BEGIN SUPPLIED DATA
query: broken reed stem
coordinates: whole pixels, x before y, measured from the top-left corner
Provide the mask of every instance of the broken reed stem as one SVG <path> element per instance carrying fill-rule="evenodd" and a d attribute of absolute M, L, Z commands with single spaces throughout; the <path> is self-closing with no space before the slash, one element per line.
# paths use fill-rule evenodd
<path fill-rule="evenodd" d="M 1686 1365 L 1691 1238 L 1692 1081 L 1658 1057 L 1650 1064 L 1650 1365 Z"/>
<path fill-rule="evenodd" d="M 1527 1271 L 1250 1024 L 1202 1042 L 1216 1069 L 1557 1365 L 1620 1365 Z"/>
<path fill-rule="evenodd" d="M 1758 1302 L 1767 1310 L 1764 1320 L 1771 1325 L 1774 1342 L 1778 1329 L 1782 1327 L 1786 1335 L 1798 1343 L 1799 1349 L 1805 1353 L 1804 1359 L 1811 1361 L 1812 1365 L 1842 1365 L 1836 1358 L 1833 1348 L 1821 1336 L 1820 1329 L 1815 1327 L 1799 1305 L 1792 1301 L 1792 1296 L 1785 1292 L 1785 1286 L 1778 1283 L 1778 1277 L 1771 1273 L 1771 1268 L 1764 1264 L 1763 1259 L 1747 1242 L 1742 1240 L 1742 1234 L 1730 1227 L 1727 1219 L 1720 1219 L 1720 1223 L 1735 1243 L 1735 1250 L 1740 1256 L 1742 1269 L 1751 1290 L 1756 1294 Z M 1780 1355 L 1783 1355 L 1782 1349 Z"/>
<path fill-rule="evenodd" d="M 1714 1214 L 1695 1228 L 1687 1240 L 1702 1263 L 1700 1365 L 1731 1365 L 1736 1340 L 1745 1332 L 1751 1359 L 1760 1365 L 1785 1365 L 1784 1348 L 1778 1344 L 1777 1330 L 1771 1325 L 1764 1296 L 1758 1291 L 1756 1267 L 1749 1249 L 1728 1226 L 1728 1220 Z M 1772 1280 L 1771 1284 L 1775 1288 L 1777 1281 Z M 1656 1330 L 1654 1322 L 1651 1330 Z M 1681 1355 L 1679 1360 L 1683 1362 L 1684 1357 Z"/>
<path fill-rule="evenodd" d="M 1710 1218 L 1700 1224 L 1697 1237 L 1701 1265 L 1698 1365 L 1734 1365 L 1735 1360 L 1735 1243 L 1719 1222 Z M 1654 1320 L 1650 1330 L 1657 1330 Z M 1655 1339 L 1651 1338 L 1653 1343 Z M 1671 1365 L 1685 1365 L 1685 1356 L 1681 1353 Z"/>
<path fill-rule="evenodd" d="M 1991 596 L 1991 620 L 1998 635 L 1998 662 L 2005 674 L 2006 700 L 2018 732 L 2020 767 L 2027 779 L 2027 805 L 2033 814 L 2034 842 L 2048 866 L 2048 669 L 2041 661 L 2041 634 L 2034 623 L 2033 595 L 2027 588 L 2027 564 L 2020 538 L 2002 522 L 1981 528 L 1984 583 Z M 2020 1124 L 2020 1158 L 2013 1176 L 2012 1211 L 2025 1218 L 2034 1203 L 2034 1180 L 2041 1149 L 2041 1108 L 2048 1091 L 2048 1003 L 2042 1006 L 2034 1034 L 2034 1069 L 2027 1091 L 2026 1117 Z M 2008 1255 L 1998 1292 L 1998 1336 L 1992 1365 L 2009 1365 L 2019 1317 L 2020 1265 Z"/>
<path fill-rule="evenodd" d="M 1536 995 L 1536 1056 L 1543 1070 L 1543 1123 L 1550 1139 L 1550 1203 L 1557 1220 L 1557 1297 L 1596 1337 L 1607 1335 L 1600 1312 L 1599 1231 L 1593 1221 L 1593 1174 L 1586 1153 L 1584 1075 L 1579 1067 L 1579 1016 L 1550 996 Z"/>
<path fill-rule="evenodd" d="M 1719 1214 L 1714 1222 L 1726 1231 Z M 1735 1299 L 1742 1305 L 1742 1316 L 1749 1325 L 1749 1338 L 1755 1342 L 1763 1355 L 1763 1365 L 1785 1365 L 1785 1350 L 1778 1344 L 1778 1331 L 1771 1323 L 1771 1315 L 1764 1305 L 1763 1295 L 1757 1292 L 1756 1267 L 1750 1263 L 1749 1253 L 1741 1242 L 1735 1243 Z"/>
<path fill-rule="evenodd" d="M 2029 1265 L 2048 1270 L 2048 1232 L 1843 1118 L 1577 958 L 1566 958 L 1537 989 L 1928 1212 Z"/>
END SUPPLIED DATA
REQUIREMENT. Transcribe the data above in its entirety, exactly.

ANSWER FOR THIS EXERCISE.
query: broken reed stem
coordinates: whole pixels, x before y, measured from the top-left corner
Provide the mask of every instance of the broken reed stem as one SVG <path> element per instance carrying fill-rule="evenodd" and a d attribute of absolute M, L, Z commands with single spaces throughout; the <path> is self-closing with no space before the slash, one element per line.
# paths use fill-rule evenodd
<path fill-rule="evenodd" d="M 1686 1365 L 1691 1238 L 1692 1081 L 1658 1057 L 1650 1064 L 1650 1365 Z"/>
<path fill-rule="evenodd" d="M 1527 1271 L 1250 1024 L 1202 1042 L 1216 1069 L 1557 1365 L 1620 1365 Z"/>
<path fill-rule="evenodd" d="M 1758 1302 L 1767 1310 L 1764 1320 L 1771 1325 L 1774 1342 L 1778 1329 L 1782 1327 L 1786 1335 L 1798 1343 L 1799 1349 L 1805 1353 L 1804 1359 L 1811 1361 L 1812 1365 L 1842 1365 L 1836 1358 L 1833 1348 L 1821 1336 L 1820 1329 L 1815 1327 L 1799 1305 L 1792 1301 L 1792 1296 L 1785 1292 L 1785 1286 L 1778 1283 L 1778 1277 L 1771 1273 L 1771 1268 L 1764 1264 L 1763 1259 L 1747 1242 L 1742 1240 L 1742 1234 L 1730 1227 L 1727 1219 L 1720 1219 L 1720 1223 L 1735 1243 L 1735 1250 L 1740 1256 L 1742 1269 L 1751 1290 L 1756 1294 Z M 1780 1355 L 1783 1355 L 1782 1349 Z"/>
<path fill-rule="evenodd" d="M 1714 1214 L 1695 1228 L 1687 1240 L 1702 1263 L 1700 1365 L 1731 1365 L 1736 1340 L 1745 1332 L 1751 1359 L 1760 1365 L 1785 1365 L 1784 1348 L 1778 1344 L 1777 1330 L 1771 1325 L 1764 1296 L 1758 1291 L 1756 1267 L 1749 1249 L 1728 1226 L 1728 1220 Z M 1772 1280 L 1771 1284 L 1775 1288 L 1777 1281 Z M 1656 1330 L 1654 1322 L 1651 1330 Z M 1681 1355 L 1679 1360 L 1683 1362 L 1684 1357 Z"/>
<path fill-rule="evenodd" d="M 1710 1218 L 1700 1224 L 1697 1237 L 1701 1265 L 1698 1365 L 1734 1365 L 1735 1360 L 1735 1243 L 1719 1222 Z M 1654 1320 L 1650 1330 L 1657 1330 Z M 1655 1339 L 1651 1338 L 1653 1343 Z M 1671 1365 L 1685 1365 L 1685 1356 L 1681 1353 Z"/>
<path fill-rule="evenodd" d="M 1991 596 L 1991 620 L 1998 635 L 1998 662 L 2005 674 L 2006 700 L 2018 732 L 2020 767 L 2027 779 L 2027 805 L 2033 814 L 2034 842 L 2048 866 L 2048 669 L 2041 661 L 2041 634 L 2034 623 L 2033 595 L 2027 588 L 2027 564 L 2020 538 L 2002 522 L 1981 528 L 1984 583 Z M 2020 1124 L 2020 1158 L 2013 1176 L 2012 1211 L 2025 1218 L 2034 1203 L 2034 1180 L 2041 1149 L 2041 1108 L 2048 1091 L 2048 1003 L 2042 1006 L 2034 1034 L 2034 1069 L 2027 1091 L 2026 1117 Z M 2008 1255 L 1998 1292 L 1998 1336 L 1992 1365 L 2009 1365 L 2019 1317 L 2020 1265 Z"/>
<path fill-rule="evenodd" d="M 1536 995 L 1536 1056 L 1543 1070 L 1543 1123 L 1550 1139 L 1550 1203 L 1557 1220 L 1557 1297 L 1596 1337 L 1607 1335 L 1600 1312 L 1599 1231 L 1593 1221 L 1593 1174 L 1586 1153 L 1584 1075 L 1579 1067 L 1579 1016 L 1550 996 Z"/>
<path fill-rule="evenodd" d="M 1719 1214 L 1714 1222 L 1726 1231 Z M 1735 1299 L 1742 1305 L 1742 1316 L 1749 1325 L 1749 1338 L 1755 1342 L 1763 1355 L 1763 1365 L 1785 1365 L 1785 1350 L 1778 1344 L 1778 1331 L 1771 1323 L 1771 1315 L 1764 1305 L 1763 1295 L 1757 1292 L 1756 1267 L 1750 1263 L 1749 1253 L 1741 1242 L 1735 1243 Z"/>
<path fill-rule="evenodd" d="M 2029 1265 L 2048 1270 L 2048 1232 L 1843 1118 L 1577 958 L 1566 958 L 1537 989 L 1928 1212 Z"/>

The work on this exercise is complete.